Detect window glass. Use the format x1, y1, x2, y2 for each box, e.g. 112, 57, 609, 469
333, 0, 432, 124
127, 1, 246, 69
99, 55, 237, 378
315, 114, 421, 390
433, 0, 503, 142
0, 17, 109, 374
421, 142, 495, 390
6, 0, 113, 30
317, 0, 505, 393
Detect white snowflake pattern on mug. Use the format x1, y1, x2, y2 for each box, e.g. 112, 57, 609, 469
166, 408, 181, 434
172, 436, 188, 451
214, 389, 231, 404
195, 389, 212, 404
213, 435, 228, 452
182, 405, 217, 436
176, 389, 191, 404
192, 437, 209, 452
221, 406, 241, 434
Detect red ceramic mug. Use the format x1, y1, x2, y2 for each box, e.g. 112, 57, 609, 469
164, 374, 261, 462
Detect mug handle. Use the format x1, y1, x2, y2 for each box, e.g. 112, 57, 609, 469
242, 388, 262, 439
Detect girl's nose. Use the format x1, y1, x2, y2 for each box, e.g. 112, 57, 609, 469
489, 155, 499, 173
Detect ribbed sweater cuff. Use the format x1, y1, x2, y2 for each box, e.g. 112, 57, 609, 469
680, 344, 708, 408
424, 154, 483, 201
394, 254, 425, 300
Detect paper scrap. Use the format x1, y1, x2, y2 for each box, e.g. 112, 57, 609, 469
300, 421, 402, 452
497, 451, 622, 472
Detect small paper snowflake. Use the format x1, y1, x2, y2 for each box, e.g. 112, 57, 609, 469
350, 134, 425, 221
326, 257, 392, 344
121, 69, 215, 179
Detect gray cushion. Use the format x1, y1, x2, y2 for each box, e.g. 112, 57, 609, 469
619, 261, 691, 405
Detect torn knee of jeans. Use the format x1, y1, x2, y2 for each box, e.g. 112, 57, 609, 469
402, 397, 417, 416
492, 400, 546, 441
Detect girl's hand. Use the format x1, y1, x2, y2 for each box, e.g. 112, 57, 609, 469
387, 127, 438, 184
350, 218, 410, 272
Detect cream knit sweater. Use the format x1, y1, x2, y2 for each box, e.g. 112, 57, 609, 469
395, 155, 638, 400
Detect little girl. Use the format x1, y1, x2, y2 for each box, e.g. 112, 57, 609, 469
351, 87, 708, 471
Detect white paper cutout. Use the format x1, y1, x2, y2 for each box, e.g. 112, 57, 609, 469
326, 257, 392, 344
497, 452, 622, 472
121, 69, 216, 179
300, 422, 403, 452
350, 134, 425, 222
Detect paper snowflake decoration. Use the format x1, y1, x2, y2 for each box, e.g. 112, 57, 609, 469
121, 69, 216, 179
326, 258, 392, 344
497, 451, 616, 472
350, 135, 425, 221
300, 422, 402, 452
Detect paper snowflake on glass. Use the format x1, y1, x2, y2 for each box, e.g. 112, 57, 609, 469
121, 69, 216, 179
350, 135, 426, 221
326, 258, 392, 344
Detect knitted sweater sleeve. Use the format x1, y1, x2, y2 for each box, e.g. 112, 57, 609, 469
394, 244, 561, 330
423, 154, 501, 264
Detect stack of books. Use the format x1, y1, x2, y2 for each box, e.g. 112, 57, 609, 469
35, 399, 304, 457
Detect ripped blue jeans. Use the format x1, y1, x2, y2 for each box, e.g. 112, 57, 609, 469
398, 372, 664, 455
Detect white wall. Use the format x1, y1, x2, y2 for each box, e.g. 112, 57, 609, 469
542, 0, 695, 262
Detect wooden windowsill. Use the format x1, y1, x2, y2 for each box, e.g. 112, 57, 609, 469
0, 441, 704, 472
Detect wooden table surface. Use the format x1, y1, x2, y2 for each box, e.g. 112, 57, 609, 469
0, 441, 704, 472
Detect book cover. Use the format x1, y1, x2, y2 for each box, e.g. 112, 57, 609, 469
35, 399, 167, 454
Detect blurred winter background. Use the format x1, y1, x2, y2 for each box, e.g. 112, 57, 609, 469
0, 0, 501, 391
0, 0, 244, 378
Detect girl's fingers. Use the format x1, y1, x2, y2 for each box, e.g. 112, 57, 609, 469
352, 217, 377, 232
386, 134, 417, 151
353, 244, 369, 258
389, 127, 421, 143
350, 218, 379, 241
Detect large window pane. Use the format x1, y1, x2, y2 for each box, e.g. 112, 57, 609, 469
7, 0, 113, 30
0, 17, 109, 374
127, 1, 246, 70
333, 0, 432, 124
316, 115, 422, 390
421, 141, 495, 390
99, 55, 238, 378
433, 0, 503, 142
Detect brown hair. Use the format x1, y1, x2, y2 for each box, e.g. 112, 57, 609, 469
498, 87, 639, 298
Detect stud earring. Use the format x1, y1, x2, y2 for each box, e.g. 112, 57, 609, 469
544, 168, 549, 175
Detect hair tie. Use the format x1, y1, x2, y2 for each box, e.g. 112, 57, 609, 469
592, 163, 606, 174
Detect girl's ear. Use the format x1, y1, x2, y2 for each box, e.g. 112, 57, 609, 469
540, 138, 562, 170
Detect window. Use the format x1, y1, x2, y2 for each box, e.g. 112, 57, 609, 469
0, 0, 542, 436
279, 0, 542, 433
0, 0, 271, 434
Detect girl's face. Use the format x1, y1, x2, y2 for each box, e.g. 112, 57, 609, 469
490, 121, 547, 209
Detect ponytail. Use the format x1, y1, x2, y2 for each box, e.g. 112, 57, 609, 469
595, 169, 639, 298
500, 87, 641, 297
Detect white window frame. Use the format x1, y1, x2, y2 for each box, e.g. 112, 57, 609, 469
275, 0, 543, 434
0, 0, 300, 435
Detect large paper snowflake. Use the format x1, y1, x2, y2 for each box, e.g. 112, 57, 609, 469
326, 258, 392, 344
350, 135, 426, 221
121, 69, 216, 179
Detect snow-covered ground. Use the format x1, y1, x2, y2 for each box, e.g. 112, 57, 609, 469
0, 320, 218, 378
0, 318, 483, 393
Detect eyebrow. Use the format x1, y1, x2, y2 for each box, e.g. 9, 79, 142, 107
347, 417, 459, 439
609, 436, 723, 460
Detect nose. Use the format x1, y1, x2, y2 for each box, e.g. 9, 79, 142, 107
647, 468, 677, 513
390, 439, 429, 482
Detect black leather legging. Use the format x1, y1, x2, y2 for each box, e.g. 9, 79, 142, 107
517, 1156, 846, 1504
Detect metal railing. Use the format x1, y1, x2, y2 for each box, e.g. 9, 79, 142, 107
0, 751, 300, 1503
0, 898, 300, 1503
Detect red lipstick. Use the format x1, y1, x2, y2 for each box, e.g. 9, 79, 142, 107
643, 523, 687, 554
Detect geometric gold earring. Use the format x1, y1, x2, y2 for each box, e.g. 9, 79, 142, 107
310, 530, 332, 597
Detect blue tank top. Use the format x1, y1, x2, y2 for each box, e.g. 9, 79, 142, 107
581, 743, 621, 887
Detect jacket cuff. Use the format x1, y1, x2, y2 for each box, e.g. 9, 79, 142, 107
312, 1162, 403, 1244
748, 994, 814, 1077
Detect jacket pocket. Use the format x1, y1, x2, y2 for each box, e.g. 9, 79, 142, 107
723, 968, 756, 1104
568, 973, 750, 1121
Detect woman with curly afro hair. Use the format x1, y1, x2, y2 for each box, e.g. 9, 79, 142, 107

◇ ◇ ◇ ◇ ◇

TASK INSTRUCTIONS:
Please copy out the data above exactly.

FINAL ANSWER:
Detect window glass. Use the format x1, y1, x2, y2 for each box, e.g. 112, 57, 609, 469
333, 0, 432, 124
127, 1, 246, 69
99, 55, 237, 378
315, 114, 421, 390
433, 0, 503, 142
0, 17, 109, 374
421, 142, 495, 390
6, 0, 113, 30
317, 0, 505, 393
Detect white snowflake pattern on mug. Use the format x1, y1, x2, y2 for each box, e.g. 112, 57, 609, 469
166, 408, 181, 434
172, 436, 188, 451
214, 389, 231, 404
195, 389, 212, 404
213, 435, 228, 452
182, 405, 217, 436
176, 389, 191, 404
192, 437, 209, 452
221, 406, 241, 434
Detect red ceramic mug. Use the format x1, y1, x2, y2 for each box, e.g. 112, 57, 609, 469
164, 374, 261, 462
Detect mug handle. Use the format x1, y1, x2, y2 for each box, e.g. 112, 57, 609, 469
242, 388, 262, 439
Detect girl's nose. Use the format x1, y1, x2, y2 for each box, e.g. 112, 57, 609, 469
489, 155, 499, 173
Detect ribbed sweater cuff. Use the format x1, y1, x2, y2 for each box, e.g. 112, 57, 609, 469
680, 344, 708, 408
424, 154, 483, 201
394, 254, 425, 300
Detect paper scrap. Use the format x1, y1, x2, y2 for each box, e.g. 112, 57, 609, 469
300, 421, 402, 452
497, 451, 622, 472
Detect small paper snowflake. Use the format x1, y1, x2, y2 for each box, e.g. 112, 57, 609, 469
350, 134, 425, 221
326, 257, 392, 344
121, 69, 215, 179
Detect gray cushion. Use the format x1, y1, x2, y2 for each box, e.g. 112, 57, 609, 469
619, 261, 691, 405
Detect torn knee of jeans. Use the format x1, y1, x2, y2 for each box, e.g. 112, 57, 609, 469
402, 397, 417, 416
492, 400, 546, 441
Detect girl's hand. Use the format x1, y1, x2, y2 for each box, e.g. 112, 57, 609, 469
387, 127, 438, 184
350, 218, 410, 272
Detect cream knit sweater. Use the format x1, y1, x2, y2 for each box, e.g. 112, 57, 609, 469
395, 155, 638, 400
Detect little girl. Use the format x1, y1, x2, y2 for each box, e.g. 112, 57, 609, 469
351, 87, 708, 471
Detect white paper cutout. Use the format x1, y1, x2, y2 for each box, e.g. 112, 57, 609, 469
326, 257, 392, 344
497, 452, 622, 472
121, 69, 216, 179
300, 422, 403, 452
350, 134, 425, 222
Detect paper snowflake decoration. Use the format x1, y1, x2, y2 for each box, e.g. 112, 57, 609, 469
121, 69, 216, 179
326, 258, 392, 344
497, 451, 616, 472
350, 135, 425, 221
300, 422, 402, 452
Detect paper snowflake on glass. Use the format x1, y1, x2, y2 for each box, e.g. 112, 57, 609, 469
121, 69, 216, 179
350, 135, 426, 221
326, 258, 392, 344
Detect knitted sweater sleeve. Use the format x1, y1, x2, y2 for each box, e.g. 112, 57, 609, 469
394, 244, 561, 330
423, 154, 501, 264
Detect stack of books. Use the format x1, y1, x2, y2 for each box, e.g. 112, 57, 609, 469
35, 399, 304, 457
Detect ripped blue jeans. Use the format x1, y1, x2, y2 for each box, e.g. 112, 57, 609, 469
398, 372, 664, 455
Detect white wall. Use the format x1, y1, x2, y2 for each box, e.g. 112, 57, 609, 469
542, 0, 695, 262
Detect wooden windowsill. Use the format x1, y1, x2, y2 for each box, e.g. 112, 57, 609, 469
0, 441, 704, 472
Detect wooden table surface. Use the format x1, y1, x2, y2 for each box, e.g. 112, 57, 609, 469
0, 441, 704, 472
Detect book cover. Use the format x1, y1, x2, y2 for each box, e.g. 112, 57, 609, 469
35, 399, 167, 454
Detect blurred winter background. Use the format x1, y1, x2, y2 for each box, e.g. 112, 57, 609, 469
0, 0, 501, 391
0, 0, 244, 378
Detect girl's fingers. Use the format x1, y1, x2, y2 for each box, e.g. 112, 57, 609, 469
352, 217, 377, 232
386, 134, 417, 151
353, 244, 369, 258
389, 127, 421, 143
350, 218, 379, 241
Detect large window pane. Use the format x1, y1, x2, y2 for each box, e.g. 112, 57, 609, 469
7, 0, 113, 30
0, 17, 109, 374
127, 1, 246, 70
333, 0, 432, 124
316, 115, 422, 390
421, 141, 495, 390
99, 55, 238, 378
433, 0, 503, 142
Detect brown hair. Use the format x1, y1, x2, y2 for each box, e.g. 112, 57, 609, 469
498, 87, 639, 298
Detect stud earring. Use the format x1, y1, x2, y2 for each box, e.g. 112, 57, 609, 469
544, 168, 549, 175
Detect hair tie. Use the format x1, y1, x2, y2 for each box, e.g. 112, 57, 609, 469
592, 163, 606, 174
Detect girl's ear. Use the format x1, y1, x2, y2 for each box, e.g. 112, 57, 609, 469
540, 138, 562, 170
Detect window. Use the format x1, y1, x2, y2 for each box, e.g. 112, 57, 609, 469
0, 0, 542, 436
279, 0, 542, 433
0, 0, 271, 434
Detect girl's face. Use the format x1, y1, x2, y2 for each box, e.g. 112, 57, 609, 469
490, 121, 547, 209
Detect ponytail. Use the format x1, y1, x2, y2 for each box, e.g. 112, 57, 609, 469
595, 169, 639, 298
500, 87, 641, 297
Detect white window frame. Use the format x1, y1, x2, y2 for each box, e.g. 112, 57, 609, 469
275, 0, 543, 434
0, 0, 300, 435
Detect large paper snowflake. Use the format x1, y1, x2, y2 for each box, e.g. 112, 57, 609, 469
326, 258, 392, 344
350, 135, 426, 221
121, 69, 216, 179
Detect snow-covered ground. Use the format x1, y1, x2, y2 for each box, e.g. 112, 57, 609, 469
0, 320, 218, 378
0, 318, 483, 393
Detect eyebrow. Use the format x1, y1, x2, y2 for each box, e.g. 9, 79, 142, 107
347, 417, 459, 439
609, 436, 723, 460
Detect nose. Use the format x1, y1, x2, y2 for each box, e.g. 9, 79, 142, 107
647, 468, 677, 513
390, 439, 429, 482
Detect black leather legging. Use the format x1, y1, x2, y2 for each box, e.g. 9, 79, 142, 107
517, 1156, 846, 1504
Detect metal railing. Use the format x1, y1, x2, y2 for each box, e.g. 9, 79, 142, 107
0, 751, 300, 1503
0, 898, 300, 1503
Detect red lipstick. Use the format x1, y1, x2, y2 for each box, e.g. 9, 79, 142, 107
643, 523, 687, 554
Detect geometric gold earring. Use the format x1, y1, x2, y2 for each box, e.g. 9, 79, 142, 107
310, 530, 332, 597
Detect blue tank top. Use the format x1, y1, x2, y2 for each box, e.g. 9, 79, 142, 107
581, 743, 621, 887
Detect jacket cuff. Use the format x1, y1, x2, y2 for each box, e.g. 9, 79, 142, 107
312, 1162, 403, 1244
748, 994, 814, 1077
Detect jacket pocket. Use the format x1, y1, x2, y2 for each box, e.g. 9, 79, 142, 107
723, 968, 756, 1104
568, 973, 750, 1121
Detect woman with curly afro hair. Use the format x1, y1, x2, y2 for each box, e.g. 9, 79, 142, 107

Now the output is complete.